─── PROVIDED TEXT
SLB member Myles Klynhout shares his thoughts on what a materials bank could offer ELT teachers & learners.

Talk of a new wave of ELT materials

Last Saturday I caught up with some of my fellow co-opers (before the Barcelona vs. Madrid match of course) for an informal workshop on building a materials bank. The discussion was led by Neil McMillan and Geoff Jordan and continued our efforts to adapt our existing bank to fit better with the concept outlined in this post on Geoff’s blog. Our desire at SLB to develop a fully functional ELT materials bank which meets Geoff’s criteria has now resulted in an exciting, easy-to-use and rapidly growing online database. I thought it was time for myself to sit down and evaluate the relationship between coursebooks and the materials I take along to my ELT classes.

What is a materials bank?

Earlier in the year, we at SLB tweeted a range of ELT materials and lesson ideas featured on www.designerlessons.org. This is a prime example of a blog-form materials bank and there are many others to be found online. It is only fair that all of the lesson ideas were road tested before tweeting and it was an enjoyable teaching experience for me. The following is not a review of the materials used, but my own reflections as an experienced teacher (working primarily with adults) on what materials banks can offer to both the teacher and learner.

Throughout this post I draw comparisons between materials banks and coursebooks. It would be unfair to tar all coursebooks with the same brush. You may well find a diamond in the rough. The type of coursebook I refer to is one built around a focus on forms approach and tightly bound to a structural syllabus. That is, a book that supports a structure-of-the-day approach, where the students’ primary focus is on form (i.e., accuracy) and where the activities are directed intensively at a single grammatical structure, lexical set, function, etc (Ellis 2001). A coursebook of this nature guides the teacher through a series of pre-ordained forms from a pre-selected syllabus (set by the order of chapters in the book), of which the learner has had little to no say over the content. In each lesson the majority of attention and time is dedicated to working on the meaning & form of one discrete item at the expenses of communicative activities and may restrict time allowed to focus on emergent language.

Likewise, to clarify, there are materials banks that are also based on a focus on forms approach and seemingly only produce worksheets organised by the principals of a PPP that can already be found in coursebooks. An ideal materials bank, in contrast, should be free or affordable, contain highly flexible materials and not conform to one distinct methodology. The majority of these ‘ideal banks are run by everyday teachers and independent materials writers, not by the big publishers.

Four thoughts on why a materials bank offers more than coursebooks

1. Ability to pick & choose selectively

Many materials banks take the form of blogs, such as decentralisedteachingandlearning.com, film-english.com, lessonstream.org; social media groups, like Free and Fair ELT; or can be realised in a book or ebook, e.g. At work by Paul Walsh. Materials banks are non-sequential and do not impose a syllabus or order of lessons to be followed. They allow teachers to dip in and out of the bank as they please to cherry pick and adapt the materials to their students’ needs and level. Materials could be used in a one-off class or build a series of classes.

The majority of resources featured in an ideal materials banks are written for the teacher. They can be accompanied by instructions on how the material ranging from a detailed lesson plan, a paragraph summarising how they used the material in the past, or a couple of bullet points suggesting things that went well when tried out. However, as many things in ELT, I feel less is more when it comes to instructions for teachers! With increased flexibility of use, the onus is placed on the teacher (and rightly so) to adapt the materials to the needs of their learners and apply their own pedagogical beliefs. Conversely, a coursebook is inevitably written for and to be sold onto a student. The materials are tied to the method in which the book is written to support (whether it be PPP, the lexical approach, etc) and show little courtesy to experienced teachers. As teachers we need to ask who knows our students better – the coursebook writer or you?
──────
## EXERCISE TASKS
- a) According to the post, who led the informal workshop on building a materials bank?
- b) Repeat the passage of the post starting with "SLB member Myles" and going on through "my ELT classes.".
The listing placed after the post is not needed for this work.
─── DATASET
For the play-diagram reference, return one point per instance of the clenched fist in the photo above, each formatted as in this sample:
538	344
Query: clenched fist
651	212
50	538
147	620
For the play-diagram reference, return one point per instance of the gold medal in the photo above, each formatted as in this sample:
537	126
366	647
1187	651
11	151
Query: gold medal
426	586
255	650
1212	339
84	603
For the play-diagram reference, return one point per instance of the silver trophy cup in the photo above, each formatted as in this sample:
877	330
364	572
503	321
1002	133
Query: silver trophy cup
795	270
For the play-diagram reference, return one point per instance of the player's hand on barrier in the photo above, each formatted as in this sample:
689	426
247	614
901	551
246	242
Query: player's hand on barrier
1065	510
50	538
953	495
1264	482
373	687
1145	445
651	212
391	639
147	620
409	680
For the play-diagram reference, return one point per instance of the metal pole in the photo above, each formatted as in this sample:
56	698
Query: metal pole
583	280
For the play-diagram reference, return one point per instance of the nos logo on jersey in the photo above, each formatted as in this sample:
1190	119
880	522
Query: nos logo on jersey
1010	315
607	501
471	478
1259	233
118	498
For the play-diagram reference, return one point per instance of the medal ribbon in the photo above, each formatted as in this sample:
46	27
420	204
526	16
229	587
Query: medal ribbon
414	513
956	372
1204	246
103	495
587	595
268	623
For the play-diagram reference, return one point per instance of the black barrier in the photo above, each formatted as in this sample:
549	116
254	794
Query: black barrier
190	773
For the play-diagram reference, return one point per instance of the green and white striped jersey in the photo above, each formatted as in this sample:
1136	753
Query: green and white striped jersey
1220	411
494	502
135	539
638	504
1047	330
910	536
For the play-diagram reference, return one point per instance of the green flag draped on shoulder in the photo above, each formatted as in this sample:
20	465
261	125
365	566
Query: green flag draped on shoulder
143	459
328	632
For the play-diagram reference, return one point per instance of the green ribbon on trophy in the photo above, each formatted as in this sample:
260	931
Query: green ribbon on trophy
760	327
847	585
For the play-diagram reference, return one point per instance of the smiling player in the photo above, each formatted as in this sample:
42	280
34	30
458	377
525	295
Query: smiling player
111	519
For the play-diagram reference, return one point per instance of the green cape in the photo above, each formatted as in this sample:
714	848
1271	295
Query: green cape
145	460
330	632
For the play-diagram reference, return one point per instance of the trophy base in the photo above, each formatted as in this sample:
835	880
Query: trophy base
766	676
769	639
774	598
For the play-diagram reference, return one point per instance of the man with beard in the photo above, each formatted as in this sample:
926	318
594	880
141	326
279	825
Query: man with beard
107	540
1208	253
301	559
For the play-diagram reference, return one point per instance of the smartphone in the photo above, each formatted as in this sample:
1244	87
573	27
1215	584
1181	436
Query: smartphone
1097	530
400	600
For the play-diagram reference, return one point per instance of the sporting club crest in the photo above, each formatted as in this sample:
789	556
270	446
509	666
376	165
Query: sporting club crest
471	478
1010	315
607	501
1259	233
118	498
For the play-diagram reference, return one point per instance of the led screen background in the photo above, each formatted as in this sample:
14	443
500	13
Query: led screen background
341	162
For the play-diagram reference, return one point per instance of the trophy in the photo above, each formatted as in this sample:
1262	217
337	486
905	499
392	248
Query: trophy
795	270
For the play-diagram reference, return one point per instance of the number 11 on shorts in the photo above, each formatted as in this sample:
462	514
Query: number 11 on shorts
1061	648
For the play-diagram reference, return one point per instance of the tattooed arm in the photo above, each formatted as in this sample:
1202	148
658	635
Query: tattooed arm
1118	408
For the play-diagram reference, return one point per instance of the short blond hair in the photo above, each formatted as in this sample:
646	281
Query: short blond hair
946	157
──────
## WORKED SOLUTIONS
- a) Neil McMillan and Geoff Jordan

- b)
SLB member Myles Klynhout shares his thoughts on what a materials bank could offer ELT teachers & learners.

Talk of a new wave of ELT materials

Last Saturday I caught up with some of my fellow co-opers (before the Barcelona vs. Madrid match of course) for an informal workshop on building a materials bank. The discussion was led by Neil McMillan and Geoff Jordan and continued our efforts to adapt our existing bank to fit better with the concept outlined in this post on Geoff’s blog. Our desire at SLB to develop a fully functional ELT materials bank which meets Geoff’s criteria has now resulted in an exciting, easy-to-use and rapidly growing online database. I thought it was time for myself to sit down and evaluate the relationship between coursebooks and the materials I take along to my ELT classes.